- _WHAT YOU HAVE TO DO_
Please repeat exactly the lines below from the one containing "Target: human hand" down to the one containing "pixel 83 70", both included, and nothing else.

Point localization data
%%

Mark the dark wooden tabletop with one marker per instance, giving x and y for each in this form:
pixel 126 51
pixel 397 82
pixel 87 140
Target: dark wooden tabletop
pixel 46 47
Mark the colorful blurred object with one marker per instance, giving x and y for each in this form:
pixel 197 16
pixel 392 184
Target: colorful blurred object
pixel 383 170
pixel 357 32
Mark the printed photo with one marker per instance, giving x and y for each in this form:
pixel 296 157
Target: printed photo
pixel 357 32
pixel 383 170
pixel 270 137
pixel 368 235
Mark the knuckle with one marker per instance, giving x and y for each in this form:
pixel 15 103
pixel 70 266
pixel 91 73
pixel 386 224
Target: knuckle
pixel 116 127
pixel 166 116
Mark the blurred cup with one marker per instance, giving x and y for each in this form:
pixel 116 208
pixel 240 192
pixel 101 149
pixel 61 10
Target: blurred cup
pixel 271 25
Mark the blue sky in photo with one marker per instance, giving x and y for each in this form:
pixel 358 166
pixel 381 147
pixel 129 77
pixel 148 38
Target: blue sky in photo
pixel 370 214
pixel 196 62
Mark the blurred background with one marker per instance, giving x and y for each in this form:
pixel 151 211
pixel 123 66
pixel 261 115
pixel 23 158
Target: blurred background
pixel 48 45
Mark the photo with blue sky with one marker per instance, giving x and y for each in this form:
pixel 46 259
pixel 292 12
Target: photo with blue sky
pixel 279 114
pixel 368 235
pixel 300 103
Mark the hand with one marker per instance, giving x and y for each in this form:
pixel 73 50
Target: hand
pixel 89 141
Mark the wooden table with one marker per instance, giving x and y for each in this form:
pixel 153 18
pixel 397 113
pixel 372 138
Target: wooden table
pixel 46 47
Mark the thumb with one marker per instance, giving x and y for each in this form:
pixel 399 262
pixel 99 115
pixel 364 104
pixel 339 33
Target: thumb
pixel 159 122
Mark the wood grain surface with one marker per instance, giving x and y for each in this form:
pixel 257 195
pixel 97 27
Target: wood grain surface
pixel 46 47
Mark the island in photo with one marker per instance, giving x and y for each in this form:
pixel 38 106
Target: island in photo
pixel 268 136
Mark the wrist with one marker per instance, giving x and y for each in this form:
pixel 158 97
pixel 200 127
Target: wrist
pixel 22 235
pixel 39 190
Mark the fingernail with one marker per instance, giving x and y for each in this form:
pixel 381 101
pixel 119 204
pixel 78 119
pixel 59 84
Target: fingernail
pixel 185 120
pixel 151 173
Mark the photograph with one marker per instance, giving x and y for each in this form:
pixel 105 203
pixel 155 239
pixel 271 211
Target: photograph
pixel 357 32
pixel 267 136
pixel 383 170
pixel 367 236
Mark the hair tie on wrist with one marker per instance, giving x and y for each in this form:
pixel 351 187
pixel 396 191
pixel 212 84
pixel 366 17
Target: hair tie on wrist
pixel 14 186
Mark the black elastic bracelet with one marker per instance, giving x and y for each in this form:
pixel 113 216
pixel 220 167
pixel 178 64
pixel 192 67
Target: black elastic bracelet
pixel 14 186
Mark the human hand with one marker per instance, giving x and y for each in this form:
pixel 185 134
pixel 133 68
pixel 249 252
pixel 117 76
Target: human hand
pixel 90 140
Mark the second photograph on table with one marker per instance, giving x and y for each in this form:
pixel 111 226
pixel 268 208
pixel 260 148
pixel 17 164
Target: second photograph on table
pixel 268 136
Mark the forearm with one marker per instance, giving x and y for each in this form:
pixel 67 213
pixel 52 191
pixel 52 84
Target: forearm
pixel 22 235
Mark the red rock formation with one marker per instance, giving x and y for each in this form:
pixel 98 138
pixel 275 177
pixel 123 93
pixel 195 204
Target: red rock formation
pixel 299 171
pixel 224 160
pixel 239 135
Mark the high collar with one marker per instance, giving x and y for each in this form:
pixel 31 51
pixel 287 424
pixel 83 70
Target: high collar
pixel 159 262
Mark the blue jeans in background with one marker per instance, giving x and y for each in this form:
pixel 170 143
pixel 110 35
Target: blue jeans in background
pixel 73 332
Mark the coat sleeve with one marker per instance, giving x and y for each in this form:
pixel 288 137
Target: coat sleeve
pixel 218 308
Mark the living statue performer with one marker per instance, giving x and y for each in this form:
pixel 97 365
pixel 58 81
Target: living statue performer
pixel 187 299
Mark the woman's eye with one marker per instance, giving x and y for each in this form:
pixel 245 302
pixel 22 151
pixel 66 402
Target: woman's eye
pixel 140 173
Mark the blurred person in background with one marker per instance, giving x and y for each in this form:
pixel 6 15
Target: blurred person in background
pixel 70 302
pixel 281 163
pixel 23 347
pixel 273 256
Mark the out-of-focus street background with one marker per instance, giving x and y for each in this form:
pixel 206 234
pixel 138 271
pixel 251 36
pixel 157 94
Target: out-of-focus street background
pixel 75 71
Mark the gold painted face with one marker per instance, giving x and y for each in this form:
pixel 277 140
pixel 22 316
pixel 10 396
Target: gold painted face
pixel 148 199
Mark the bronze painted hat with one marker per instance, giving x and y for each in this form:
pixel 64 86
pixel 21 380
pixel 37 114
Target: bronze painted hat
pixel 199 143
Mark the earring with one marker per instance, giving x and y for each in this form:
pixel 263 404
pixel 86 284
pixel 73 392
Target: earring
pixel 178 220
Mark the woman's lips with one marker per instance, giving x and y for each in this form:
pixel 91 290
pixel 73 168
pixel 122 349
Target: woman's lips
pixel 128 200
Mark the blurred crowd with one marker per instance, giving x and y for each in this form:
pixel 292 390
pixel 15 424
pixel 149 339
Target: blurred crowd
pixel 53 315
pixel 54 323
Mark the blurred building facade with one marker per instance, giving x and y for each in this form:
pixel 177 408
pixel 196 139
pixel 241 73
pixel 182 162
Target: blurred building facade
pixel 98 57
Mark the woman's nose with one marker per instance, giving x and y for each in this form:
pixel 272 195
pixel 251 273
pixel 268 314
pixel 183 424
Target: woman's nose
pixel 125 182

%%

- _EXERCISE OUTPUT_
Target: human hand
pixel 90 140
Mark the second photograph on table with one marker per instance, giving x and y for each in this form:
pixel 111 226
pixel 268 208
pixel 260 148
pixel 17 164
Target: second photograph on table
pixel 268 136
Mark the forearm with one marker per instance, giving x and y for each in this form:
pixel 67 213
pixel 52 191
pixel 52 84
Target: forearm
pixel 22 235
Mark the red rock formation with one marker per instance, giving x and y for each in this form:
pixel 98 138
pixel 275 177
pixel 123 93
pixel 195 204
Target: red rock formation
pixel 299 171
pixel 224 160
pixel 239 135
Mark the high collar with one marker per instance, giving x and y for each in this form:
pixel 31 51
pixel 287 424
pixel 83 70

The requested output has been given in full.